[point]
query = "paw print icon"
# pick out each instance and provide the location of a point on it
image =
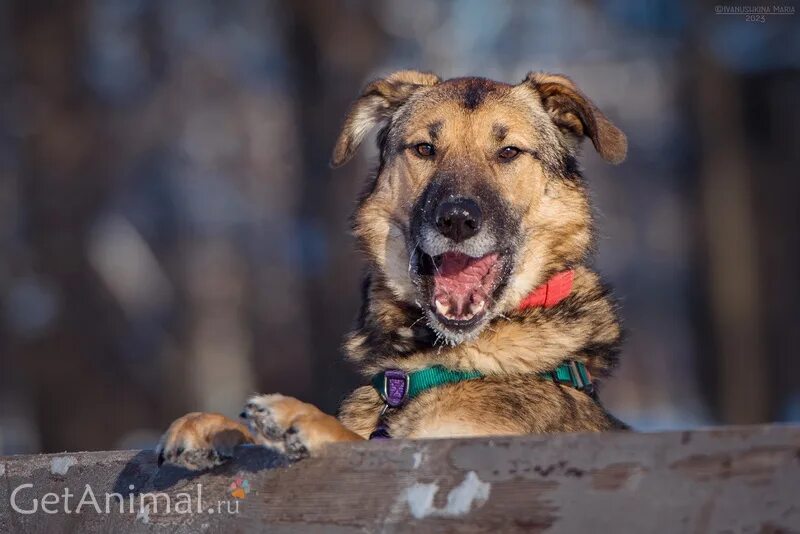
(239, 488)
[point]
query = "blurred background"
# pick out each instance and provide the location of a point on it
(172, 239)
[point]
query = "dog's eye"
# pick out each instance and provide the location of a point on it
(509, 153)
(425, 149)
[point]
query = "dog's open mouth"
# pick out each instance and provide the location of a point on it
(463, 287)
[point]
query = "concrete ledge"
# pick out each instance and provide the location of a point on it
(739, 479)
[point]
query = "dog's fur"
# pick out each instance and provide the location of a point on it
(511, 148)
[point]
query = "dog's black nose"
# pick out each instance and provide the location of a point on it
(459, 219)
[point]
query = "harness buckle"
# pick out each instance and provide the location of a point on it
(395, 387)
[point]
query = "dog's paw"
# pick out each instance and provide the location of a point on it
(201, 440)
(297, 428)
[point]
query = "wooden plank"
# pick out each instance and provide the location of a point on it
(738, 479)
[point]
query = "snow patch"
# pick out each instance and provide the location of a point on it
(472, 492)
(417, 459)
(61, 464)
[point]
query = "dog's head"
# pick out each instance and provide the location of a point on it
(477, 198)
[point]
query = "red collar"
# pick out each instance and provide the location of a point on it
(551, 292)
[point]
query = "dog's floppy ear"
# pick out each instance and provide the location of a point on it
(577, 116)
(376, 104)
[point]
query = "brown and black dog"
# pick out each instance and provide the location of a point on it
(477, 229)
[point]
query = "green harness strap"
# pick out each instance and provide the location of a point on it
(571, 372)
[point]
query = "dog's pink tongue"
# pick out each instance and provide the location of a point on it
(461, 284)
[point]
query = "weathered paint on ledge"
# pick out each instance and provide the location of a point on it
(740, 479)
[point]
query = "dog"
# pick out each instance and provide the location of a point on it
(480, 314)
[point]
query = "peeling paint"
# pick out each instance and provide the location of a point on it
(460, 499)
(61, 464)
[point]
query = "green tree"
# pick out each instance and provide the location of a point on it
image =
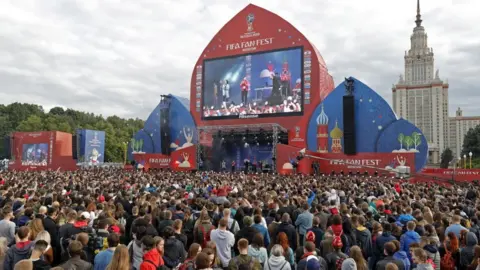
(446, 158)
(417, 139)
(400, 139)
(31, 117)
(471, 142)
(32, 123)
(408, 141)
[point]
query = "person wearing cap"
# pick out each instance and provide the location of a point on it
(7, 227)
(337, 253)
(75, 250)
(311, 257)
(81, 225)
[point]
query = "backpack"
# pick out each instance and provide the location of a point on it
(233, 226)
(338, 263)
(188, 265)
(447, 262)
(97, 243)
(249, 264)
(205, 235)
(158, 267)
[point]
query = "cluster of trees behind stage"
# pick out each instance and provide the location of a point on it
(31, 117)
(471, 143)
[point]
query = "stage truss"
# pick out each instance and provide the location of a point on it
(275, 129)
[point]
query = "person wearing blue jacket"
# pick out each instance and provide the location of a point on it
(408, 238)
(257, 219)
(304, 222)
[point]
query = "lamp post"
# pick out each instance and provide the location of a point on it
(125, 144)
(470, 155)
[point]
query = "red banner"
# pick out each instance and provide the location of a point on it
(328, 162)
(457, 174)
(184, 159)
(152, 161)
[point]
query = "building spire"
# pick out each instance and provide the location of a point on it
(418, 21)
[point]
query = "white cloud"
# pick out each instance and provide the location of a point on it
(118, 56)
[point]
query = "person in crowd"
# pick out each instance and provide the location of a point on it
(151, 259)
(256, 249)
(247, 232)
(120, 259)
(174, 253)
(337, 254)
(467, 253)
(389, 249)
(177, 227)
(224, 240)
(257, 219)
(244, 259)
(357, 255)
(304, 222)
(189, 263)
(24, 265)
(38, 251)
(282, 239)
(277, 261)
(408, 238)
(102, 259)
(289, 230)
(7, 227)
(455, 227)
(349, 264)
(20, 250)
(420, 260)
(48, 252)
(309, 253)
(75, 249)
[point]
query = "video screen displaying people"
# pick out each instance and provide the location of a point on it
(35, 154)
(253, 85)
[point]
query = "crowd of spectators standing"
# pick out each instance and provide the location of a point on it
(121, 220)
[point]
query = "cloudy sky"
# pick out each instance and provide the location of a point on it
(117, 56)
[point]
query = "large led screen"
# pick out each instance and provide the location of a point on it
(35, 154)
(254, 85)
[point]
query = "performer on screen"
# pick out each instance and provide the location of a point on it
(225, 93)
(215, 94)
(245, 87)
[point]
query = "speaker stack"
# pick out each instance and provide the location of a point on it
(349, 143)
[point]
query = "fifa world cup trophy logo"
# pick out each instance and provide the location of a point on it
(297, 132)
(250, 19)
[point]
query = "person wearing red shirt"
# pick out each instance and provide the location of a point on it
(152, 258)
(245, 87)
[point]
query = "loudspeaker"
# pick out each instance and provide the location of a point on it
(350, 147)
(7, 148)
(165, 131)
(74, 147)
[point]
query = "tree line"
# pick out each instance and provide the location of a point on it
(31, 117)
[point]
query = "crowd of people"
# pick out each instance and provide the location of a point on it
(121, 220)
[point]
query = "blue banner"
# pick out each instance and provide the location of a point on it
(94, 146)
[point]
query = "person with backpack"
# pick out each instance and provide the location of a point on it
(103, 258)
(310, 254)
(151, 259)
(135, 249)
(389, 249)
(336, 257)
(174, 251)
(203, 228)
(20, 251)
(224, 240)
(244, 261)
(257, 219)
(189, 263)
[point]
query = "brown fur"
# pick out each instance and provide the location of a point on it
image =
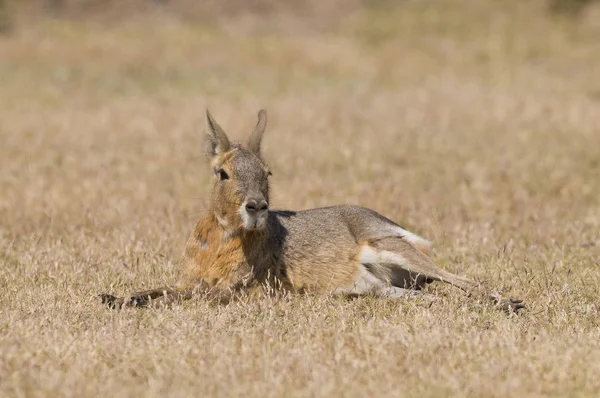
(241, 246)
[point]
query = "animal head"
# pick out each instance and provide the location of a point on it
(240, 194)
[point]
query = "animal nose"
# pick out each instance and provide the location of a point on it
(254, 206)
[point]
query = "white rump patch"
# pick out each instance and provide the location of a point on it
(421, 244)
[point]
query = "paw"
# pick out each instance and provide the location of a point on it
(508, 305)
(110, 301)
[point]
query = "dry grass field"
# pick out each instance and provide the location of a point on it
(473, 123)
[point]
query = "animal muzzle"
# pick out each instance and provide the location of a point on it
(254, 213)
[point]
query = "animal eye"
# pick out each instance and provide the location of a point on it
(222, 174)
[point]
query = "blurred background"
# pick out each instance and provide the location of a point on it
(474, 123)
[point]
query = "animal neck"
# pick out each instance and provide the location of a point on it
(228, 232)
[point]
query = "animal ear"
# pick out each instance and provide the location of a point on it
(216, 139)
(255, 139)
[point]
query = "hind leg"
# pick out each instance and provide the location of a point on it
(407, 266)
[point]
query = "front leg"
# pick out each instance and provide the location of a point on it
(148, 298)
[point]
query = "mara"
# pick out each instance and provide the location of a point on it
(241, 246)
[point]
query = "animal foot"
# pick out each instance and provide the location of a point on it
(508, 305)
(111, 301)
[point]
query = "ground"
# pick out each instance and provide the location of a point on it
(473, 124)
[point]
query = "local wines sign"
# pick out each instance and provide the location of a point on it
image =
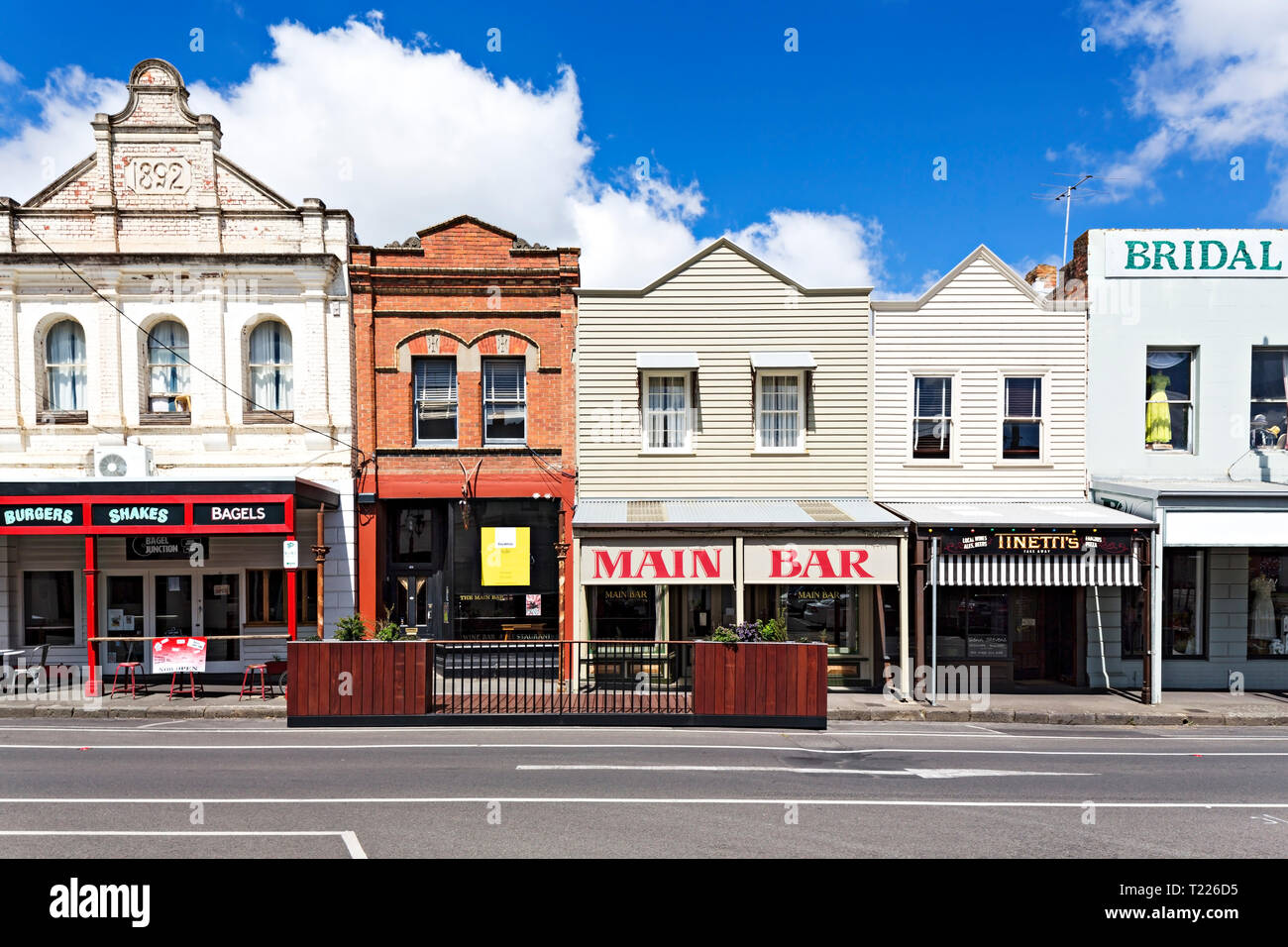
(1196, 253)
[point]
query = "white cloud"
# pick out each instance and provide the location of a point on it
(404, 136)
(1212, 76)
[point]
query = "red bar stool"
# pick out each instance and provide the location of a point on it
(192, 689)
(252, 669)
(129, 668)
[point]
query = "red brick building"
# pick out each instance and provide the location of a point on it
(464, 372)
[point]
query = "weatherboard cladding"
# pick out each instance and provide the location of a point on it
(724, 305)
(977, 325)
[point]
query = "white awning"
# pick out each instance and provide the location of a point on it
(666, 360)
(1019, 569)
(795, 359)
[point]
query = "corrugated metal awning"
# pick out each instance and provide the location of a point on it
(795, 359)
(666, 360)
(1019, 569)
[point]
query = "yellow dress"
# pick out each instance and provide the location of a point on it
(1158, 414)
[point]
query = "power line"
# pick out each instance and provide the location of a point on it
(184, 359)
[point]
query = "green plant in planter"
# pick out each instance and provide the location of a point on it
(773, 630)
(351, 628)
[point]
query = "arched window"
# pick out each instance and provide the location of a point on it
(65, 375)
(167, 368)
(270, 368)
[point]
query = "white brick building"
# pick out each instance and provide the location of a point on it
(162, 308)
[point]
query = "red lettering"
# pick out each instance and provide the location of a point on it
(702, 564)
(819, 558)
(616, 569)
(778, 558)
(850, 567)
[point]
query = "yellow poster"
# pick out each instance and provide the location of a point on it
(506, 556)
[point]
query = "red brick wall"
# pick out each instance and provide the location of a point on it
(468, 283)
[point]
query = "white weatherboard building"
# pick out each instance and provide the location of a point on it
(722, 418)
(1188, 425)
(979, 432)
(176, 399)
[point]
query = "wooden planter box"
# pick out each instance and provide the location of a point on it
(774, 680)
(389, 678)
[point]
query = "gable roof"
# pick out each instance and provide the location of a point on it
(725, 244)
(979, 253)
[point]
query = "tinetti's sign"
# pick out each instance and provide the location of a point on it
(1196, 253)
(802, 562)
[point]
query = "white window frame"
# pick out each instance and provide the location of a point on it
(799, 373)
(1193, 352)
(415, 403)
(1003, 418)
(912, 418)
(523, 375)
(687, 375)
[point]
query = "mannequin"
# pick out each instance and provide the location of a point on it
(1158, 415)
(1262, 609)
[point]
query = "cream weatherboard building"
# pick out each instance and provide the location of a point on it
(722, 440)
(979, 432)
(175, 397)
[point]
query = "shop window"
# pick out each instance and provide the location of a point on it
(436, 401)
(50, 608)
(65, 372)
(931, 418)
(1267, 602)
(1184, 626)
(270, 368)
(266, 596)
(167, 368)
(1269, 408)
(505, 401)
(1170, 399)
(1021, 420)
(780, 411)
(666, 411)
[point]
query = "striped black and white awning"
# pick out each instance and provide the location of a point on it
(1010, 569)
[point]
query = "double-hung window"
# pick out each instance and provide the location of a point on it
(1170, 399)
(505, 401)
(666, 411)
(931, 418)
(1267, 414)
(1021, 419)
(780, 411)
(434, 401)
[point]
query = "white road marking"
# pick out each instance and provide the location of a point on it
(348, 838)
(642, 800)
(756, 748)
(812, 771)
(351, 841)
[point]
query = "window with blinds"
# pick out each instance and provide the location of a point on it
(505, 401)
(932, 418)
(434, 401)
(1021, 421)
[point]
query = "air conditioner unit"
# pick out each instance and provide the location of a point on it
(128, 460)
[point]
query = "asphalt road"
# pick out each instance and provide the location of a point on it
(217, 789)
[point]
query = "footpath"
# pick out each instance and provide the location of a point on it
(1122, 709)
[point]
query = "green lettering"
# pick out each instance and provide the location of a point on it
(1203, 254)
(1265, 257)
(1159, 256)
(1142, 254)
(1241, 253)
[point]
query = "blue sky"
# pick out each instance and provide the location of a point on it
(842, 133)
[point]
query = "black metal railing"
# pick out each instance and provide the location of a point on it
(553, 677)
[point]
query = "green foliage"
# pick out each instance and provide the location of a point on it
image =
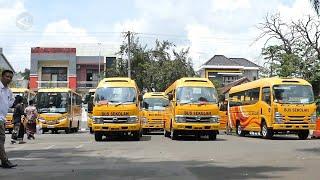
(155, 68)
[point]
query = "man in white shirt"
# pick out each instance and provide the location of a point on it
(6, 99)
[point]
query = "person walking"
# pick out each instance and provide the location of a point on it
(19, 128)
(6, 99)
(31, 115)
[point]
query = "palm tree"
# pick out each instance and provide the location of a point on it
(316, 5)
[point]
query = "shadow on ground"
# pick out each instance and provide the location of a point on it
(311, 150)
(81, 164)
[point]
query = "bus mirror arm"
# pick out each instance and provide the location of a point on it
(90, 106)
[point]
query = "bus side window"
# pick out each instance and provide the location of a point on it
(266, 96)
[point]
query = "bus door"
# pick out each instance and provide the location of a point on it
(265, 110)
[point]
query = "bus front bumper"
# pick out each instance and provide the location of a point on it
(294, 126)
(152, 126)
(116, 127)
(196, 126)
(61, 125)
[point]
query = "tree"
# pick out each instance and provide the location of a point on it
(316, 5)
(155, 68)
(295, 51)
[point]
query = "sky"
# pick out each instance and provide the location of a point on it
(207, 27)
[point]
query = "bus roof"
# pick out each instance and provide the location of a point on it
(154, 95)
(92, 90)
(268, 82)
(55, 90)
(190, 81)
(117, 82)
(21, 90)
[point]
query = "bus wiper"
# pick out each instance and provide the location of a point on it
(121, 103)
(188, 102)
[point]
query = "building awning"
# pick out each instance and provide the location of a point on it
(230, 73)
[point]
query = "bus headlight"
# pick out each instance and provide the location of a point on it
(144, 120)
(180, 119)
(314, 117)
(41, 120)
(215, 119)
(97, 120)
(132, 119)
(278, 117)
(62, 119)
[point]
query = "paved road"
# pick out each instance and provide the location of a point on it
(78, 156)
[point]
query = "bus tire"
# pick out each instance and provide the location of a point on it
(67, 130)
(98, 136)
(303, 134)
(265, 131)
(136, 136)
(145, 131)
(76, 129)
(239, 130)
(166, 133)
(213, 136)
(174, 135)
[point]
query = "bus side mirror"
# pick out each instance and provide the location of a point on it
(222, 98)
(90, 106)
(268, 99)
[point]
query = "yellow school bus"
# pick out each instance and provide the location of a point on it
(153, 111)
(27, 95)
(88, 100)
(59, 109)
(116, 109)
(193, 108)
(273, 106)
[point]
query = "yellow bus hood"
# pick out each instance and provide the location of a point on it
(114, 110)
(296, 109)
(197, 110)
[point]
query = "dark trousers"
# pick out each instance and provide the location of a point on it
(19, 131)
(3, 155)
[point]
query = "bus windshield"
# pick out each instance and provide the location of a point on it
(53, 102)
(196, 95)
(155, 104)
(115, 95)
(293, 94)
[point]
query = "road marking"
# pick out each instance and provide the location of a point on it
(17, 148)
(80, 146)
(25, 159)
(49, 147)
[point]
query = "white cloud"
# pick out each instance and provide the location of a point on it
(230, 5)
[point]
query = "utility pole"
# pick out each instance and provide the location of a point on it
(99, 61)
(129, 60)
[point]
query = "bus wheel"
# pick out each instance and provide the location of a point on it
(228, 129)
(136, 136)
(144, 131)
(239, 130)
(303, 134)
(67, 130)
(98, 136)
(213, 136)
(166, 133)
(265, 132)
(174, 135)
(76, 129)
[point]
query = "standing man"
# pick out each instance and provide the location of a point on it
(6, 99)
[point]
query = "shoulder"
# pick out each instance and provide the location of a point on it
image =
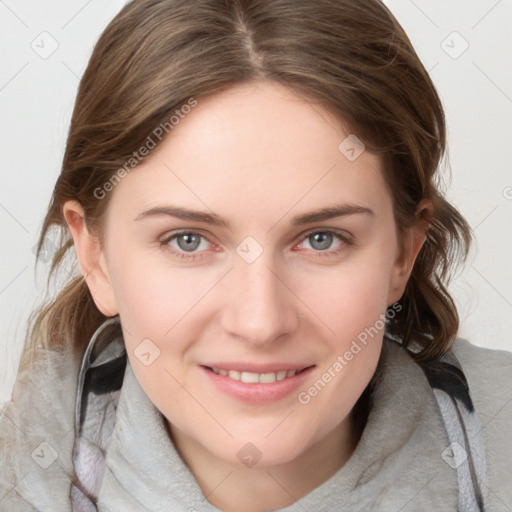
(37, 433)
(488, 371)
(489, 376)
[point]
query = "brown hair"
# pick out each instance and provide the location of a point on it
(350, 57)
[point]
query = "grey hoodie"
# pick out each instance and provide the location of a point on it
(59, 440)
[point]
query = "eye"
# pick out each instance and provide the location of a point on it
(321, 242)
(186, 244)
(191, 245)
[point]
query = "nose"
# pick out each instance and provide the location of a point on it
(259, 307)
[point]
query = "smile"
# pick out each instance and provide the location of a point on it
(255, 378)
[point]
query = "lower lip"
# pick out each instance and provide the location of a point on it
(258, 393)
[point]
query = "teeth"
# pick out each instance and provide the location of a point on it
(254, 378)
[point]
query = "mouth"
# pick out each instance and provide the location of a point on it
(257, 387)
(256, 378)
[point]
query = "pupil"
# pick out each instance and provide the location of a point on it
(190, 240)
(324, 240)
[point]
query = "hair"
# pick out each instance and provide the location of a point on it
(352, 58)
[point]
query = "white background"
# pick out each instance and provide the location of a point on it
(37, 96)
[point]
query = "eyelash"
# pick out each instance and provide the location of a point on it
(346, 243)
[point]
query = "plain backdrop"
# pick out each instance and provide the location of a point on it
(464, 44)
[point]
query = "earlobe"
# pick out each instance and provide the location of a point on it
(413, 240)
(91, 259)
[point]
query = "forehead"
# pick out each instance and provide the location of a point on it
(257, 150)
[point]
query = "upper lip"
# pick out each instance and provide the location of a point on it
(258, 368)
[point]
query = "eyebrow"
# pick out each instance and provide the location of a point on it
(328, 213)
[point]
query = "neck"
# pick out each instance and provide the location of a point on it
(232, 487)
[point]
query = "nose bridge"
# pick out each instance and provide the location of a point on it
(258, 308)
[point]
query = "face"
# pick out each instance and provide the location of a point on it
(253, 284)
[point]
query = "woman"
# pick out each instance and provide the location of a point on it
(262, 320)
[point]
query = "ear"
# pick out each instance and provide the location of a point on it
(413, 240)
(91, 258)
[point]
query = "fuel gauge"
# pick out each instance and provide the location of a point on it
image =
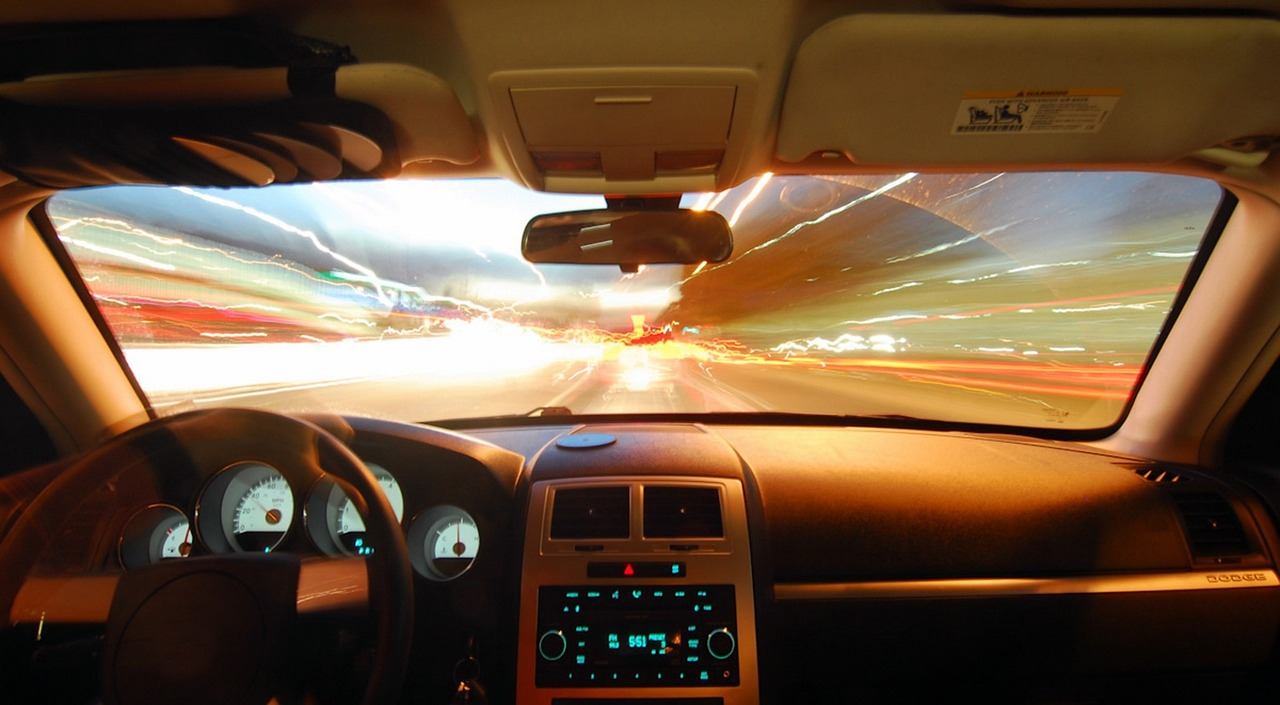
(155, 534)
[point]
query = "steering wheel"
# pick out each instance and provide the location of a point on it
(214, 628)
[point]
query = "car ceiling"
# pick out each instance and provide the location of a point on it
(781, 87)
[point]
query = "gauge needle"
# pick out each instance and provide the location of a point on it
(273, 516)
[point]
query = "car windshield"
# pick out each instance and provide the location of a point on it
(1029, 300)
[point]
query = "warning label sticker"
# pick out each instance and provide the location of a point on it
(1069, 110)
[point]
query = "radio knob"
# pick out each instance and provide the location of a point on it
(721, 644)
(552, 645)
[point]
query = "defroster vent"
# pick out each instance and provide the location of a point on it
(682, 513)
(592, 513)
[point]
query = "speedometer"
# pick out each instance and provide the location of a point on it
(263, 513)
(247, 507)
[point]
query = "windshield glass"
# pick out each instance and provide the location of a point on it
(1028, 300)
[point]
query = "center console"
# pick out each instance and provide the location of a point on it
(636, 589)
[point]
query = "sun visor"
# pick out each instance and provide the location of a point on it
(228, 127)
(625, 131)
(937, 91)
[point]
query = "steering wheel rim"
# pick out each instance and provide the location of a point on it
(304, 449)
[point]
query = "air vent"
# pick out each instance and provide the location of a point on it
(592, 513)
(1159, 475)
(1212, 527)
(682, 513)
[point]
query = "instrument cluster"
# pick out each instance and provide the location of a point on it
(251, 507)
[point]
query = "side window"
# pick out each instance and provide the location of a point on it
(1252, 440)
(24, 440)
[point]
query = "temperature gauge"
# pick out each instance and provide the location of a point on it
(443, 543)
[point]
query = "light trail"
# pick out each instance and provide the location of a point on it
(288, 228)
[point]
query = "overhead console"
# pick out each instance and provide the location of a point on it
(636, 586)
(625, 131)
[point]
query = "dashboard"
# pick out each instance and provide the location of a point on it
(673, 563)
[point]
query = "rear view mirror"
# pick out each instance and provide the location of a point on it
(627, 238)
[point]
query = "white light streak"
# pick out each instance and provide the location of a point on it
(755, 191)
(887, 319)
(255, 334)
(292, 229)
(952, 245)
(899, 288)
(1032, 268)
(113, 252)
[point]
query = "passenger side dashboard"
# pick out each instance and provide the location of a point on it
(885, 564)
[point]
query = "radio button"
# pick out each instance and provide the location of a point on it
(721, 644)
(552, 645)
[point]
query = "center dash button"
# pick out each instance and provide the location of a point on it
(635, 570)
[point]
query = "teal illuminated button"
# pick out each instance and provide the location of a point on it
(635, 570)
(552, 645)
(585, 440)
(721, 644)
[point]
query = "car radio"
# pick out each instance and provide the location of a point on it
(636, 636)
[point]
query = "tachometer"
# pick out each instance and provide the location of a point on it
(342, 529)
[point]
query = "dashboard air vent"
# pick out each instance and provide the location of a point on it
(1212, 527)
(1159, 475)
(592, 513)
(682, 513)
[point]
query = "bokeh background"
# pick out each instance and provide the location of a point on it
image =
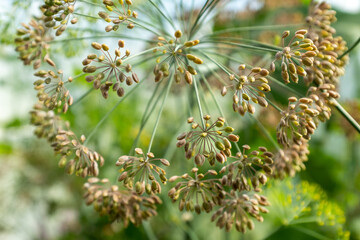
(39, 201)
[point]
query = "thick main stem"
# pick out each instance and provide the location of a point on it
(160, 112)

══════════════════════════════

Pull out every line of the material that contains the string "side", treating uppercase and lowercase letters as different.

### CORRECT RESULT
query = "bus side window"
query = "bus side mirror"
query = "side window"
query = "passenger side dashboard"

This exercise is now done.